INSTRUCTIONS TO FOLLOW: In the material below, identify each line bearing the word "tree". Reproduce those lines.
-------- SUPPLIED DATA --------
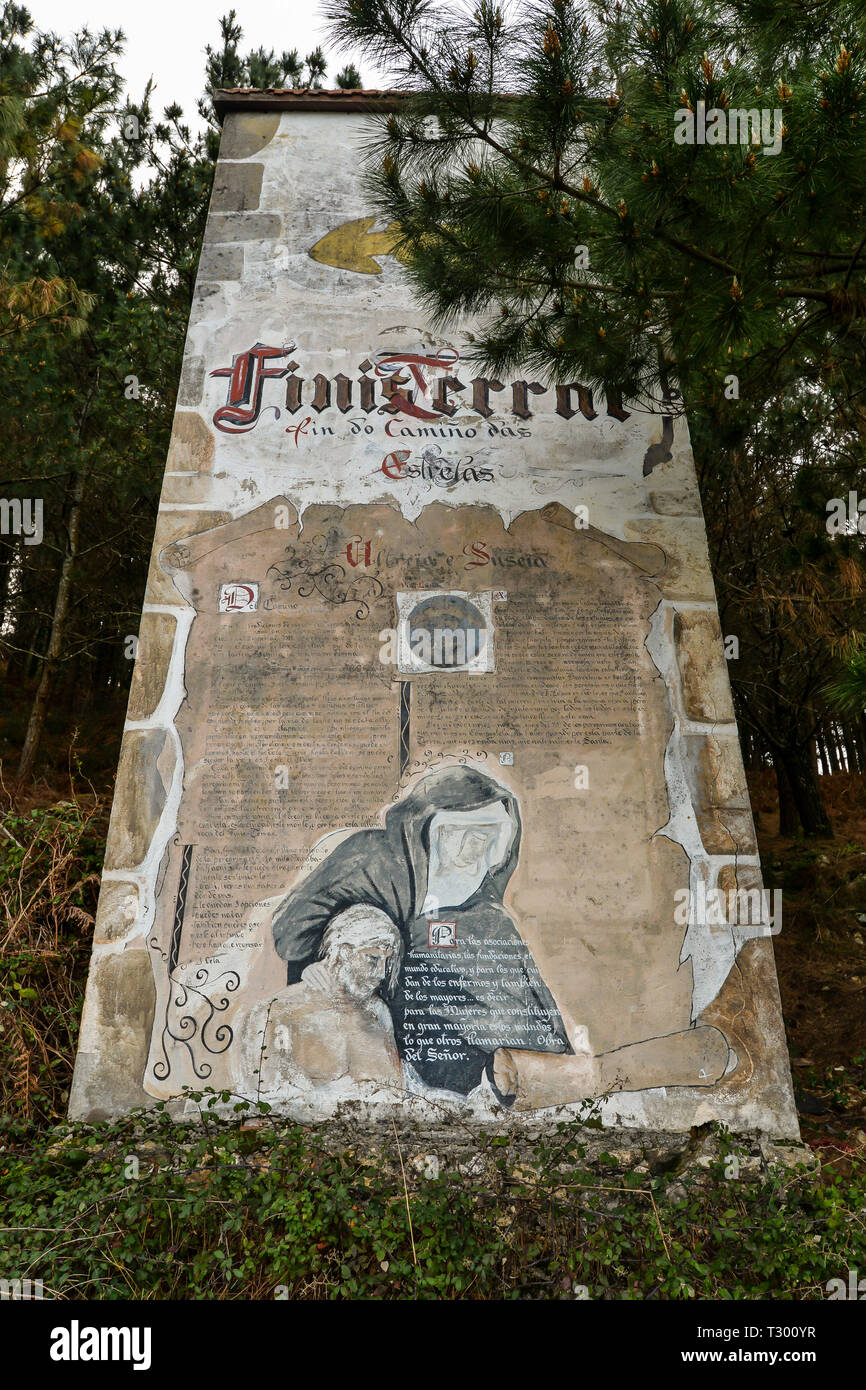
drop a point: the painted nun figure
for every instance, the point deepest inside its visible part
--------
-------- SUPPLIED DATA --------
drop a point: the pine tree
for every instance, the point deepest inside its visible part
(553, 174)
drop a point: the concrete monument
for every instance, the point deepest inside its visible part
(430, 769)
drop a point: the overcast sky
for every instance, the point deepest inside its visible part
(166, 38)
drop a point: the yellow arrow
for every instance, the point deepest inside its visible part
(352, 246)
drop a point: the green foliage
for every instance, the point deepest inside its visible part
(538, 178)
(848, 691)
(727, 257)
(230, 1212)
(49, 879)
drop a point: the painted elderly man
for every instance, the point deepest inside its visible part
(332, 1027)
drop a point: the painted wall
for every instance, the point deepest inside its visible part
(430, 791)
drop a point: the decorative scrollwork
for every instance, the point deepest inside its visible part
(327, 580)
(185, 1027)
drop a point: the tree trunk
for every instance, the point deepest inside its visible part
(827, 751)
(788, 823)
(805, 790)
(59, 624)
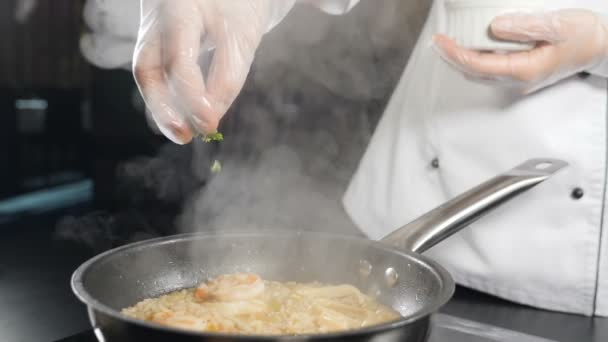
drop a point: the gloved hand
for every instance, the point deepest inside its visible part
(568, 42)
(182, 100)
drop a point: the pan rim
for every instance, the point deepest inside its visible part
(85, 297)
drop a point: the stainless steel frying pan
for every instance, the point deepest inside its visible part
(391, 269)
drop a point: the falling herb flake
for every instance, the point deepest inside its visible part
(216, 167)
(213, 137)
--------
OUTPUT OF THE EXERCISE:
drop a point: the pine tree
drop a point: the tree trunk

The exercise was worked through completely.